Material supplied Start Marker

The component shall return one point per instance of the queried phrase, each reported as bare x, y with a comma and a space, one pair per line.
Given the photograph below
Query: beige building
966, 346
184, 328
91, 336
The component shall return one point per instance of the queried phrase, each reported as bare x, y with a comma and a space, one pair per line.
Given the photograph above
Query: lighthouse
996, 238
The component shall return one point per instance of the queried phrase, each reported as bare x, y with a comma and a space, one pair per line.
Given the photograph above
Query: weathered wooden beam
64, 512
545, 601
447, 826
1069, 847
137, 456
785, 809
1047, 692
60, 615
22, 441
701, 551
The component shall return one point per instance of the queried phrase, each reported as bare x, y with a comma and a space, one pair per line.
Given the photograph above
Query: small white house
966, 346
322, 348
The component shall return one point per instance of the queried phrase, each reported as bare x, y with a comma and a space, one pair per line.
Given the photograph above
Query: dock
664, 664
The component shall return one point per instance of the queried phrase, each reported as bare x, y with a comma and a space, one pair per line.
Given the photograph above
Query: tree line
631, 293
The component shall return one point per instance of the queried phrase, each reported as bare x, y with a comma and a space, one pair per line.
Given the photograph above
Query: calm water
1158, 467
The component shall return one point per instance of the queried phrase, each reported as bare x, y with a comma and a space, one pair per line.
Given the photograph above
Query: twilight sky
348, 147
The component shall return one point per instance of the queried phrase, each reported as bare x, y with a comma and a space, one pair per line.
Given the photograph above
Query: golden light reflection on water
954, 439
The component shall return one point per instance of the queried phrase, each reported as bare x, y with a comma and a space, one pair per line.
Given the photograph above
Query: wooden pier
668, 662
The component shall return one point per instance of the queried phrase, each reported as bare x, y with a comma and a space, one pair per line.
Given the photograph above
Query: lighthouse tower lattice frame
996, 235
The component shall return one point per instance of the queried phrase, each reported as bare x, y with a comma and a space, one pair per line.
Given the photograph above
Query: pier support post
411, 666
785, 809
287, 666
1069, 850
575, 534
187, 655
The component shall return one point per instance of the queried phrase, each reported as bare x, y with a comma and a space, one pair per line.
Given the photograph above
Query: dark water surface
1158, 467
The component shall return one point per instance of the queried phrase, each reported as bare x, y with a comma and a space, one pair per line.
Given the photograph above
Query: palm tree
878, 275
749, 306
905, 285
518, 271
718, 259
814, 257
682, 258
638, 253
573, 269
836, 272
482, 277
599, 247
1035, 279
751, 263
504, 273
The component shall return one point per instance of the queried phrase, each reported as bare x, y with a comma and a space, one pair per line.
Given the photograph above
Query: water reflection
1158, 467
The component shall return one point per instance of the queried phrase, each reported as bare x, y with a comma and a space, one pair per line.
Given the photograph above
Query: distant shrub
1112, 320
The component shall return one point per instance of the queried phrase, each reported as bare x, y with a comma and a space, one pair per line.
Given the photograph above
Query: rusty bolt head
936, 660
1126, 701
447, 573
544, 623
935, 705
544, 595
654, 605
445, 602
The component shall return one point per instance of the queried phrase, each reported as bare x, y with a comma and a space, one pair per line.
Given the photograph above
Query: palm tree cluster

Material supplied End Marker

Task requirements: Every record must appear in the answer exactly as written.

Written response:
The component shall return one point per instance of the queried phrase, each reported as bare x, y with a comma and a space, one pair per line.
Given the photograph below
Query: beige building
966, 346
184, 328
91, 336
The component shall return one point per instance of the queried phrase, each reported as bare x, y with a comma and a space, one pair per line.
Given the photograph above
Query: lighthouse
996, 238
The component shall return one point per instance of the queried phrase, each reported as bare x, y with a comma and a space, one pair per line.
Given the photograph above
Query: weathered wooden beam
64, 512
545, 601
447, 826
1069, 847
137, 456
785, 809
1047, 692
60, 615
22, 441
701, 551
The component shall return one point per instance of the queried phrase, each reported as bare x, y with a comma and a space, one pair per line.
Given the photograph above
Query: small white house
966, 346
322, 348
The component shall return one point per instance of the queried phrase, each reported as bare x, y with a comma and a space, one pair per line.
Given the photograph above
Query: dock
664, 664
The component shall return one point per instance of the queried phrase, each reported as bare x, y with a comma and a space, one pair per line.
Given the photograph above
Query: tree line
631, 293
The component shall return one point per instance of the queried phrase, each reported as bare x, y with a comma and a space, one pair per line.
Given the photograph above
Query: calm water
1158, 467
The component shall return one point per instance of the queried phrase, each reported as bare x, y with a comma and a space, one pair per line.
Given the photograph above
Query: twilight sky
348, 147
The component shall return one point per instance of the queried phrase, each reported as bare x, y with a comma and a space, one pair per line.
Given the photograph above
Query: golden light reflection on water
954, 439
The component shall return one point per instance of the queried phrase, each reported as bare x, y with a comma and a space, one pair per line.
Given the photograph above
Query: wooden pier
668, 662
The component shall return one point per instance of the queried phrase, each reported as bare x, y with a comma and a space, one pair per line.
Given the photograph above
Query: lighthouse tower lattice frame
996, 235
The component shall return one point per instance of the queried phrase, each reported as bare x, y with a comma and a space, one pair per line.
Given the photograph above
Query: pier support post
411, 666
785, 809
287, 666
1069, 850
575, 534
187, 655
The component shall return one point per instance of the queried phrase, each reported as bare x, y with a comma and a space, one pair per line.
Given the photograph above
Query: dark water surface
1158, 467
The component shall return one point per instance of the queried phrase, each reported as bare x, y with a comma and a space, one pair per line.
Given the photograph above
Query: palm tree
878, 275
749, 306
905, 285
518, 271
718, 259
814, 257
682, 258
638, 253
573, 269
836, 272
482, 277
599, 247
1035, 279
751, 263
504, 273
The component shall return one point per instance of the queried phrase, each reported as bare x, y with a comma and a space, one pair per line.
Given the photograph above
Query: water reflection
1158, 467
The component shall return one point per instance of the queried phrase, each reported as bare x, y with a comma and a space, one pair per line.
Given the photograph above
Query: distant shrub
1112, 320
The component shall return one point per instance of the queried phrase, each reported as bare x, y with a comma and a space, one pair per line.
Given the photograph above
Query: rusty bolt head
936, 660
1126, 701
447, 573
544, 623
935, 705
544, 595
654, 605
445, 602
The component shall return one point per instance of the queried phrase, each reported as bare x, y with a comma and a space, one pair per line.
Given the photograph above
Query: palm tree cluster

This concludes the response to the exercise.